Consigne A: Selon l'extrait sur le peuple peul, à combien la population peule est-elle estimée ?
Consigne B: Recopiez le passage de l'extrait sur le peuple peul qui va de «Les Peuls –» jusqu'à «sociaux et économiques.» inclus.

Les Peuls – aussi appelés Fulani, Fulbé ou Fellata selon les régions – constituent l’un des groupes ethniques les plus étendus d’Afrique de l’Ouest et centrale. Réputés pour leur tradition pastorale et leur sens aigu de l’organisation sociale, ils ont développé, au fil des siècles, des formes d’habitat adaptées à leur mode de vie mobile ou semi-sédentaire. Les maisons peules témoignent d’un savoir-faire spécifique, où chaque détail répond à des impératifs environnementaux, sociaux et économiques.
Identité, répartition et appellations du peuple peul
Le peuple peul, également connu sous les noms de Foulani, Fula ou Fulbé, est l’un des plus grands groupes ethniques d’Afrique subsaharienne. Répartis sur une vaste étendue géographique allant du Sénégal au Tchad, les Peuls sont présents dans une quinzaine de pays d’Afrique de l’Ouest et du Centre. Leur population est estimée à plus de 40 millions de personnes.

Entrées du jeu de données:
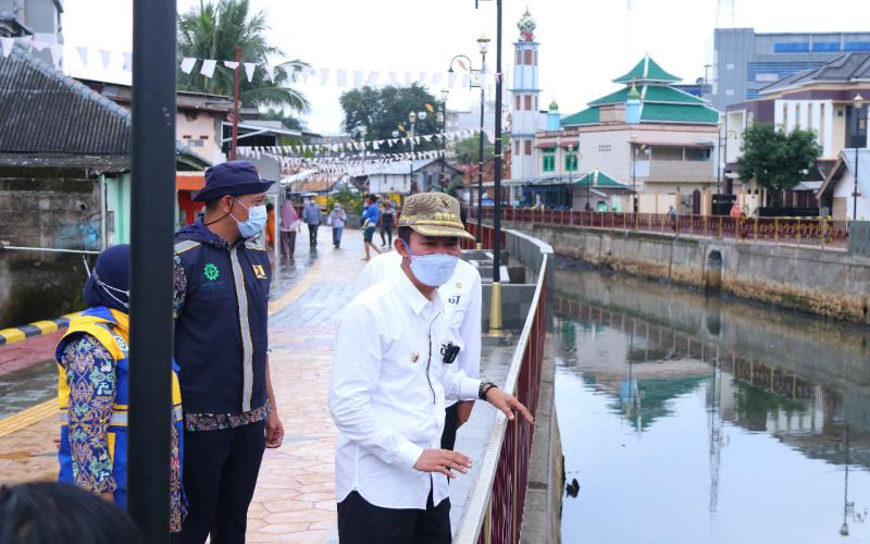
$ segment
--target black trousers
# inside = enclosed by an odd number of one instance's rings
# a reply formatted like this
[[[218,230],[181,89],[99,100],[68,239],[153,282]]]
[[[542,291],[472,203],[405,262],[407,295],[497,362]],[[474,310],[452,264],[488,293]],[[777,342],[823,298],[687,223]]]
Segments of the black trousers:
[[[340,544],[450,544],[450,499],[425,510],[382,508],[352,492],[338,503]]]
[[[459,426],[459,403],[448,406],[444,413],[444,432],[442,432],[442,449],[452,452],[456,446],[456,430]]]
[[[245,542],[248,506],[265,449],[265,422],[184,433],[187,518],[173,544]]]
[[[318,245],[318,227],[320,225],[308,225],[308,245],[314,247]]]

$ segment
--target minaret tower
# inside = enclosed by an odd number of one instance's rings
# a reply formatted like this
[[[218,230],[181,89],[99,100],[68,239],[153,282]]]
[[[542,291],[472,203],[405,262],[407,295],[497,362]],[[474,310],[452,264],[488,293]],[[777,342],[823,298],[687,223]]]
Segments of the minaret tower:
[[[535,20],[525,10],[520,22],[520,38],[513,44],[513,86],[511,88],[511,180],[535,175],[535,133],[538,131],[537,41]]]

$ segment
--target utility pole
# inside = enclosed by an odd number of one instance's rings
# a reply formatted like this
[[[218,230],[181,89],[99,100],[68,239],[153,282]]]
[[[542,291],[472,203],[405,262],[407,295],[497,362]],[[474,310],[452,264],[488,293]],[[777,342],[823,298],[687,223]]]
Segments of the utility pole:
[[[241,69],[241,47],[236,46],[236,70],[234,70],[235,77],[235,95],[233,97],[233,139],[229,143],[229,160],[236,160],[236,148],[238,147],[238,71]]]
[[[133,2],[127,510],[142,542],[170,542],[175,0]]]

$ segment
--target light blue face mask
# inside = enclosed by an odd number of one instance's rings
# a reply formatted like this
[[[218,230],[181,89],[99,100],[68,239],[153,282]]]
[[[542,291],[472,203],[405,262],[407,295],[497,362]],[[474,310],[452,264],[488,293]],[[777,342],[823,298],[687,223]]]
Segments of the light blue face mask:
[[[248,210],[248,219],[246,221],[239,221],[236,219],[233,213],[229,213],[229,217],[236,221],[238,224],[238,233],[241,235],[243,238],[253,238],[261,232],[263,232],[263,227],[265,226],[265,219],[266,219],[266,211],[265,205],[261,206],[252,206],[248,208],[240,200],[236,200],[243,208]]]
[[[431,254],[415,256],[410,244],[405,244],[411,254],[411,272],[417,280],[430,287],[440,287],[450,281],[459,257],[447,254]]]

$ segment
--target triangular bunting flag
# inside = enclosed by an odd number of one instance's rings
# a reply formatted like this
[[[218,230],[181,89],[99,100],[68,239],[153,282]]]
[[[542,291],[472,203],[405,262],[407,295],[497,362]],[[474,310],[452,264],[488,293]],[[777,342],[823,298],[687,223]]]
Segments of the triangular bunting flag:
[[[194,65],[197,63],[197,60],[192,57],[185,57],[182,59],[182,72],[185,74],[189,74],[194,71]]]
[[[63,60],[63,46],[60,44],[52,44],[51,45],[51,62],[54,63],[54,67],[60,70],[61,69],[61,61]]]
[[[3,58],[9,57],[12,54],[12,47],[15,45],[15,40],[12,38],[0,38],[0,47],[3,49]]]
[[[217,61],[214,59],[204,59],[202,61],[202,67],[199,69],[199,73],[211,78],[214,76],[215,66],[217,66]]]
[[[78,51],[78,58],[82,59],[82,64],[88,65],[88,48],[86,47],[76,47],[76,51]]]
[[[253,81],[253,70],[257,67],[256,62],[246,62],[245,63],[245,75],[248,77],[248,83]]]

Réponse rédigée A: Elle est estimée à plus de 40 millions de personnes.

Réponse rédigée B:
Les Peuls – aussi appelés Fulani, Fulbé ou Fellata selon les régions – constituent l’un des groupes ethniques les plus étendus d’Afrique de l’Ouest et centrale. Réputés pour leur tradition pastorale et leur sens aigu de l’organisation sociale, ils ont développé, au fil des siècles, des formes d’habitat adaptées à leur mode de vie mobile ou semi-sédentaire. Les maisons peules témoignent d’un savoir-faire spécifique, où chaque détail répond à des impératifs environnementaux, sociaux et économiques.